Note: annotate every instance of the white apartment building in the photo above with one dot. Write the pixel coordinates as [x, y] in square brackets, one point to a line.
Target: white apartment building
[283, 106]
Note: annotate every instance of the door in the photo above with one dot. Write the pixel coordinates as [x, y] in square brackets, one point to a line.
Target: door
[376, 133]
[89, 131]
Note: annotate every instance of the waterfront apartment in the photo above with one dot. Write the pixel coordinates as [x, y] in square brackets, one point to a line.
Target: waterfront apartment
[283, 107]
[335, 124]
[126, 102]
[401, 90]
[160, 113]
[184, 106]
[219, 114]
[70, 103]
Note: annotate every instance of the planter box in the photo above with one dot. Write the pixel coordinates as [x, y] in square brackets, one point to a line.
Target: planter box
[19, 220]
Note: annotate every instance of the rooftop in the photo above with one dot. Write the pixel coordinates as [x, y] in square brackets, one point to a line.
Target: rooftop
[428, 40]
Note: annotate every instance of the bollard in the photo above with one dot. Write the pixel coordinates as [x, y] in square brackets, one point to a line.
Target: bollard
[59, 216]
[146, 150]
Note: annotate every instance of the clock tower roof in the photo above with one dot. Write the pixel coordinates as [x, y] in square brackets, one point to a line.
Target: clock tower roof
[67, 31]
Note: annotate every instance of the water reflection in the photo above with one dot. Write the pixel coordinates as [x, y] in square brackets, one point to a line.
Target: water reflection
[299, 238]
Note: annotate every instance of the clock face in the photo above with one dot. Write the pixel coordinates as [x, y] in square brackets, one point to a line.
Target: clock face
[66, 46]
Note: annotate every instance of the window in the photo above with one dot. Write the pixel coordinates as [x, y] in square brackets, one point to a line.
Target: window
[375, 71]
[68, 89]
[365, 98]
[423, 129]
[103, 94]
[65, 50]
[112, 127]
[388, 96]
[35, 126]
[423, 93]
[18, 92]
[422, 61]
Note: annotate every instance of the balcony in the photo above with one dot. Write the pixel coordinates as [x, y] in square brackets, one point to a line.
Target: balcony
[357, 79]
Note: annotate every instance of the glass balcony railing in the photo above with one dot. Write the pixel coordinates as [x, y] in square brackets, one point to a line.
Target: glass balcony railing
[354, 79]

» **Exercise objective**
Repeat the data above exactly.

» **Task solution**
Note: annotate every instance of the white apartment building in the photo above with one dot. Write the pixel coordinates as [x, y] in square brackets, one point to a line.
Target: white apartment building
[283, 106]
Note: annotate every instance of the door in the photo above with one dot. Write the pixel coordinates as [x, y] in square brackets, one point to a line.
Target: door
[376, 133]
[89, 131]
Note: annotate every instance of the waterfront apartment in the photo above with one dot. Write the pixel coordinates as [x, y] in square brackets, one point to a line.
Target: waterfront apartment
[283, 107]
[335, 124]
[126, 102]
[401, 90]
[160, 113]
[184, 106]
[219, 114]
[70, 103]
Note: annotate every instance of the planter box in the photo above with one dot. Write the pixel coordinates as [x, y] in square brackets, one point to a line.
Target: planter box
[19, 220]
Note: annotate every instance of the rooftop in the photo above with one dot. Write the pixel coordinates as [x, y] in square brackets, one point to a line.
Target: rooftop
[428, 40]
Note: annotate every instance of the bollard in the photo above with one dot. Write the pixel coordinates as [x, y] in square brackets, one point to a line.
Target: bollard
[59, 216]
[146, 150]
Note: annotate every instance of the clock tower roof in the photo above with one dot. Write the pixel coordinates as [x, y] in square brackets, one point to a line.
Target: clock tower roof
[67, 31]
Note: annotate every instance of the water reflection in the photo above with one dot. Write the pixel coordinates as [x, y] in square brackets, one point to a line.
Target: water reflection
[299, 238]
Note: annotate every instance of the clock face in the photo above with one dot. Write the pixel coordinates as [x, y] in square brackets, one point to a line.
Target: clock face
[66, 46]
Note: annotate every instance of the window in the photo above with one dot. Write the pixel coordinates as [x, y] in square brackets, one point to a line.
Target: window
[375, 71]
[68, 89]
[365, 98]
[423, 129]
[103, 94]
[65, 50]
[112, 127]
[388, 96]
[35, 126]
[423, 93]
[18, 92]
[422, 61]
Note: annotate every instance of the balcony in the photo above with one dot. Write the pixel coordinates as [x, y] in square brackets, one point to a line.
Target: balcony
[357, 79]
Note: annotate every instance of the glass balcony railing in the photo above with one dot. Write the pixel coordinates as [x, y] in square brackets, one point to a line.
Target: glass balcony railing
[354, 79]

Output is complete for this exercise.